** Your instructions **
Scan the entries below for the string "bucket" and copy every line where it turns up.

** Listed records **

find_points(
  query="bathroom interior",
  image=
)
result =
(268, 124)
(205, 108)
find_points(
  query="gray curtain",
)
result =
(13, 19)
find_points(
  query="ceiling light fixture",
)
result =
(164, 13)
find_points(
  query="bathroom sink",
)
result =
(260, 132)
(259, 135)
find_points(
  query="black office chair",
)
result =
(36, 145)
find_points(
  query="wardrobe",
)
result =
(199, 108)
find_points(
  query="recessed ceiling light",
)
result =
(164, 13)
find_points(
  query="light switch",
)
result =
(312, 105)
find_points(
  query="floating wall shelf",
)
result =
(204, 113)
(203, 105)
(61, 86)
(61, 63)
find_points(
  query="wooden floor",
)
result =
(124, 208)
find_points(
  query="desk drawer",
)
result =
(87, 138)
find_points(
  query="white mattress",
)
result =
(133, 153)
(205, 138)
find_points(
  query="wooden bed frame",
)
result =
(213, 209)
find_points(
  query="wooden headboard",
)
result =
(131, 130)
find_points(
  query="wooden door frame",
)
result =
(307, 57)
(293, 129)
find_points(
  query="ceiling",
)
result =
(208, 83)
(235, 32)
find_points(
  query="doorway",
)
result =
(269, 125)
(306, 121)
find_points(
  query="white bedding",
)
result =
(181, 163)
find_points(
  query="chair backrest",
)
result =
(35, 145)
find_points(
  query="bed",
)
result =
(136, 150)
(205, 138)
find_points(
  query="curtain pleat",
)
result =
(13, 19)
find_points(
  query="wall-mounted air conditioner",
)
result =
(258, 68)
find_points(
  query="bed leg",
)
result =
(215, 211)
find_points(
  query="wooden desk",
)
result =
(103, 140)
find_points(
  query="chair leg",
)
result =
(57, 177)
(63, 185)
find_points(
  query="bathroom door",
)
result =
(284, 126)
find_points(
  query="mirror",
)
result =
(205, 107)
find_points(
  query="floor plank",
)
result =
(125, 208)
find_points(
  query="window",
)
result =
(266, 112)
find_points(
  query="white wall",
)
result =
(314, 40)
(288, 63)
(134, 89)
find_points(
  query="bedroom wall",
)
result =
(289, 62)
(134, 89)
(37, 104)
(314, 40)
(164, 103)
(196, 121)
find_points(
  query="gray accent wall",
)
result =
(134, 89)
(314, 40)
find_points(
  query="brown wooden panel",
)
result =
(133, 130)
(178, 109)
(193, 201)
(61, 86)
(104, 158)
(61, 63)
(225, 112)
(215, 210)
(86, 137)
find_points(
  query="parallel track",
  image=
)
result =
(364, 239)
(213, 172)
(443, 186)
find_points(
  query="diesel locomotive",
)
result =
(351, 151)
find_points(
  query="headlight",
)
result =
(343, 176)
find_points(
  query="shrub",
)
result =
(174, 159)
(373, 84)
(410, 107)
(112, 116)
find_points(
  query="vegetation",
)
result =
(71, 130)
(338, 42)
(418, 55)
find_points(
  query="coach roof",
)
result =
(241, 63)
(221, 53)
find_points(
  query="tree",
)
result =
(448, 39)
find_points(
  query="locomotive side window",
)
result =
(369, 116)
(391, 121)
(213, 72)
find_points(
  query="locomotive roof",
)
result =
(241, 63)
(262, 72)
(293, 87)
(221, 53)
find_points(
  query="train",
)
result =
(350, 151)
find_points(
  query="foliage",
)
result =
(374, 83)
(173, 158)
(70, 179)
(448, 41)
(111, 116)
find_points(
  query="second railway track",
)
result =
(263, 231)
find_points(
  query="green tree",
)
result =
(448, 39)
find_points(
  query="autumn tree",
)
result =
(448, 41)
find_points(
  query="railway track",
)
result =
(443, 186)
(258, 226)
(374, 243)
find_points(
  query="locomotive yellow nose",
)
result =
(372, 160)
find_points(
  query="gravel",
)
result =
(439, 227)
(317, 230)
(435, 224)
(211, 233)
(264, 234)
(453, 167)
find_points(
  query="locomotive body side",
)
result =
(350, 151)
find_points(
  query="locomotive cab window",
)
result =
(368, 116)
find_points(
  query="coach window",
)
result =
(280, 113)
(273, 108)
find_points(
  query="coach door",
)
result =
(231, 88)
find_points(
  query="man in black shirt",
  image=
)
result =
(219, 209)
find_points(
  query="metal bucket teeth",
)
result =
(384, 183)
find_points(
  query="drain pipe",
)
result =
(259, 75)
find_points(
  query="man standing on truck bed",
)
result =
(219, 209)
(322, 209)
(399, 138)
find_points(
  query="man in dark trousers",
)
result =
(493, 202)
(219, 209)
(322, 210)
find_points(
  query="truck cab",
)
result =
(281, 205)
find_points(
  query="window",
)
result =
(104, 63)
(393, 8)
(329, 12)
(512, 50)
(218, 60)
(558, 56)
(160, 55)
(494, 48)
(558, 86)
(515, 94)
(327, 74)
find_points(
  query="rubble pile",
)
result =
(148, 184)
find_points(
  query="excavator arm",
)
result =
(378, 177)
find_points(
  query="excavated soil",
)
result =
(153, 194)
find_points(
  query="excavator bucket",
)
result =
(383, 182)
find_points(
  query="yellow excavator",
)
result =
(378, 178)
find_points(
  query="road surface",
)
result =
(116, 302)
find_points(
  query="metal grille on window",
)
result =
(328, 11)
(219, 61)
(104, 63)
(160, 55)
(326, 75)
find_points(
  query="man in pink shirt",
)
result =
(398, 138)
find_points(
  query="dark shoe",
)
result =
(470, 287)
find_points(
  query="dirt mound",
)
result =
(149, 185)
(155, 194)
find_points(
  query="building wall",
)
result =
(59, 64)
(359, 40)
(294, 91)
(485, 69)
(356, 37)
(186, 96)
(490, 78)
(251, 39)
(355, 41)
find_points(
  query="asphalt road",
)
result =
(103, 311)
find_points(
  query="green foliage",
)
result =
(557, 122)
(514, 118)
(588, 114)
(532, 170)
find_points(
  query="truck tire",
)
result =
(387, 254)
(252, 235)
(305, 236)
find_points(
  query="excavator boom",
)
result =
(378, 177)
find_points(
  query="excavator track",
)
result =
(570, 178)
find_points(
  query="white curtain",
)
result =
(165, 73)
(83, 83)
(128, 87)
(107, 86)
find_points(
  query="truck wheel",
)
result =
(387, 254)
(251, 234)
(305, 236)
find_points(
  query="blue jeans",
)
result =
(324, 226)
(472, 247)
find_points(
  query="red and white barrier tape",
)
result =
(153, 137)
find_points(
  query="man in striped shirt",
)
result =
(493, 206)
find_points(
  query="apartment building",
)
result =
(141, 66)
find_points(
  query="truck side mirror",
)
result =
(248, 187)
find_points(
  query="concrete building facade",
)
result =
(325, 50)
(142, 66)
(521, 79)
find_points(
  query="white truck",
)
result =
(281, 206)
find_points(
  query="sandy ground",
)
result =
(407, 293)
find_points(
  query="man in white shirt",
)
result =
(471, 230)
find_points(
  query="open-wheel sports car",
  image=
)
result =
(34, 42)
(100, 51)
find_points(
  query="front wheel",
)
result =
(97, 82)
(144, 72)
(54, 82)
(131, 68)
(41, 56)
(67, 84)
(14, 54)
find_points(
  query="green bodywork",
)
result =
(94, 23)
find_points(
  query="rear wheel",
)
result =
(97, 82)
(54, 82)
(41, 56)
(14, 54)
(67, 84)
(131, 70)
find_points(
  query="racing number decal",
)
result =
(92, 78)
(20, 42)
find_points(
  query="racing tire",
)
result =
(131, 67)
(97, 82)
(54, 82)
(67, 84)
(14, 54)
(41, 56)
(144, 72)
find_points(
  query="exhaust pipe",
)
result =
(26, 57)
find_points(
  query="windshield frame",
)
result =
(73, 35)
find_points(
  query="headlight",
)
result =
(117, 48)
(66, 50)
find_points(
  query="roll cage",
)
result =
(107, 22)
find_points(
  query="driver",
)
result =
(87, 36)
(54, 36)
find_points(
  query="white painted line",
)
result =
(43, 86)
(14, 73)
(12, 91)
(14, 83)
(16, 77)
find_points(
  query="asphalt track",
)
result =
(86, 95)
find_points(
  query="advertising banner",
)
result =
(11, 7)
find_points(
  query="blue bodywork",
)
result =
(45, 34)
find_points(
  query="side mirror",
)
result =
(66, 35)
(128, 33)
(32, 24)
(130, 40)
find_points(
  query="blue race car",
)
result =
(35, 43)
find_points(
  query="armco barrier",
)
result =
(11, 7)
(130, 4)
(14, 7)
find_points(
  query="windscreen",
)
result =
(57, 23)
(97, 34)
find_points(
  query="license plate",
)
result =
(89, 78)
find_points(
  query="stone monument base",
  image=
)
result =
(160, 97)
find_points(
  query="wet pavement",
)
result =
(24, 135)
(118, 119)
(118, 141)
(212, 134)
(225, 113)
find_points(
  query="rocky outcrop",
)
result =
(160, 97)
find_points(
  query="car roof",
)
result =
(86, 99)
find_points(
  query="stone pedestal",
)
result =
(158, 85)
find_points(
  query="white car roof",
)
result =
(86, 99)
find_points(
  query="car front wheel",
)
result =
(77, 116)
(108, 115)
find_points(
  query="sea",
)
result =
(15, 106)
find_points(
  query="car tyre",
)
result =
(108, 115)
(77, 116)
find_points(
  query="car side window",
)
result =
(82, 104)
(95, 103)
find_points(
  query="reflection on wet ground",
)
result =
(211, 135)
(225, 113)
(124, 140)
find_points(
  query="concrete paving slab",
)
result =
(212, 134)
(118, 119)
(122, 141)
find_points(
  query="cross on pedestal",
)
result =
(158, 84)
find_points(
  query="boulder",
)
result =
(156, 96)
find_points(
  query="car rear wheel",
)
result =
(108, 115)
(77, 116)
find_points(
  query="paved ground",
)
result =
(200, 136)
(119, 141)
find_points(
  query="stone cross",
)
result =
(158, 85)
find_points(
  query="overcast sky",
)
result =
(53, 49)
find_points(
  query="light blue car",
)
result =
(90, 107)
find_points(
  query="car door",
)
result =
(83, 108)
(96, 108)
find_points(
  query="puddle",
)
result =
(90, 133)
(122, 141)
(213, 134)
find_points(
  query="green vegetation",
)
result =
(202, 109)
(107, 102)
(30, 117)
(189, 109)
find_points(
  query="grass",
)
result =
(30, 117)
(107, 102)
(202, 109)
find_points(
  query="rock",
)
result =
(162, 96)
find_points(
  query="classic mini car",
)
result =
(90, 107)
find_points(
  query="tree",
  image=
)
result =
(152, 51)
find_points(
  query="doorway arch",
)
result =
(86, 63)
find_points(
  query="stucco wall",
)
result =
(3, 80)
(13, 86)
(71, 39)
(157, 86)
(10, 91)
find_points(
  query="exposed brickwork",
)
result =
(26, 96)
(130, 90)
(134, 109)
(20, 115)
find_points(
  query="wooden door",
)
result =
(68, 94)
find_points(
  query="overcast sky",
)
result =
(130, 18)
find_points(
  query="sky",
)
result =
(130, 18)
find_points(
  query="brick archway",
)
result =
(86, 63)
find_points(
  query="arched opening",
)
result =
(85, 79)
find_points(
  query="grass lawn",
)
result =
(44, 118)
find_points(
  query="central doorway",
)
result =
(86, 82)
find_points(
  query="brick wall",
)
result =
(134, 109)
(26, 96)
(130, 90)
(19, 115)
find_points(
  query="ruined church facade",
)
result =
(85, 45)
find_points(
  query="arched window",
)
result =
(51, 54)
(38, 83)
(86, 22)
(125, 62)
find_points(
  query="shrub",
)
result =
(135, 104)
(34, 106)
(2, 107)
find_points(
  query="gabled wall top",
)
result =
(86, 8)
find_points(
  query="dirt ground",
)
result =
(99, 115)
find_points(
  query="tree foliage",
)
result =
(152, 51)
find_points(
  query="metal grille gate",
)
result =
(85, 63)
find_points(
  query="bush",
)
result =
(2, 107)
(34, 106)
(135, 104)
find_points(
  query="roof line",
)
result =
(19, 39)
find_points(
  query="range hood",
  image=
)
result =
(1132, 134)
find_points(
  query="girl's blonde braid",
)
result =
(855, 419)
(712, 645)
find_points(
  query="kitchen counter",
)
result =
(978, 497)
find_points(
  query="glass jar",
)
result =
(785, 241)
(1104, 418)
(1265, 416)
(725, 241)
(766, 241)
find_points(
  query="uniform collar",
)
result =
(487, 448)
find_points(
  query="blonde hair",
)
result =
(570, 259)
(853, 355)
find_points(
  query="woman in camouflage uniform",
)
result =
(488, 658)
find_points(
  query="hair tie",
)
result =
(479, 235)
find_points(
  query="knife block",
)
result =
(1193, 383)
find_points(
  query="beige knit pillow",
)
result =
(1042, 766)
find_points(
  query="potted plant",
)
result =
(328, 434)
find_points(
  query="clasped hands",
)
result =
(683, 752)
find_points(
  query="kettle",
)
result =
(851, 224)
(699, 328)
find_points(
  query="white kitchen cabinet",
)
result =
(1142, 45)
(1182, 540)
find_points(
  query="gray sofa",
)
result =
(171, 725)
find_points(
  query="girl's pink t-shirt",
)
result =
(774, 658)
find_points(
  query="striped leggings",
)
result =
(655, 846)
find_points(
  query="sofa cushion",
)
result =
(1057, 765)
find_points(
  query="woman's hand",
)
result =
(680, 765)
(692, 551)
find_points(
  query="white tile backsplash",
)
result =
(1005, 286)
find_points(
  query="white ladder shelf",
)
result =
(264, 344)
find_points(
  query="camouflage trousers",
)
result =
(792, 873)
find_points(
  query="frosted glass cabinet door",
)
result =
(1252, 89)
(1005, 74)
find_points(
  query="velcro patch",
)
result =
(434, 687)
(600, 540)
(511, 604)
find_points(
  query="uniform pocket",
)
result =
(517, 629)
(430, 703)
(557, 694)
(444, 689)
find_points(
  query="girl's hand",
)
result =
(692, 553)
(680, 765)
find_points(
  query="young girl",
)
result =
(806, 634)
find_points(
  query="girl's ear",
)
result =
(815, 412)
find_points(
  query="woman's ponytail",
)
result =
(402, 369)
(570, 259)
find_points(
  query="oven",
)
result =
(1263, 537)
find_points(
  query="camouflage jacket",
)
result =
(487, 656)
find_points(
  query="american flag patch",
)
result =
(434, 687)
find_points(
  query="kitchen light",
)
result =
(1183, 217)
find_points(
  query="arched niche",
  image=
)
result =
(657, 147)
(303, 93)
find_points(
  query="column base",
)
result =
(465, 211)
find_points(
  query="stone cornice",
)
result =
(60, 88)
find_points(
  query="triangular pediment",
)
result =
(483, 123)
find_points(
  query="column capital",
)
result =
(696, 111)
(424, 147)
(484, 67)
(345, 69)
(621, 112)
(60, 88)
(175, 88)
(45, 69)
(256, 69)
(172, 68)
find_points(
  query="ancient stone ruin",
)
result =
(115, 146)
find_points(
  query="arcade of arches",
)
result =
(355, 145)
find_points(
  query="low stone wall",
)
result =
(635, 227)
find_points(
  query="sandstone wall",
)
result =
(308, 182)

** Expected output **
  query="metal bucket teeth",
  query="excavator bucket",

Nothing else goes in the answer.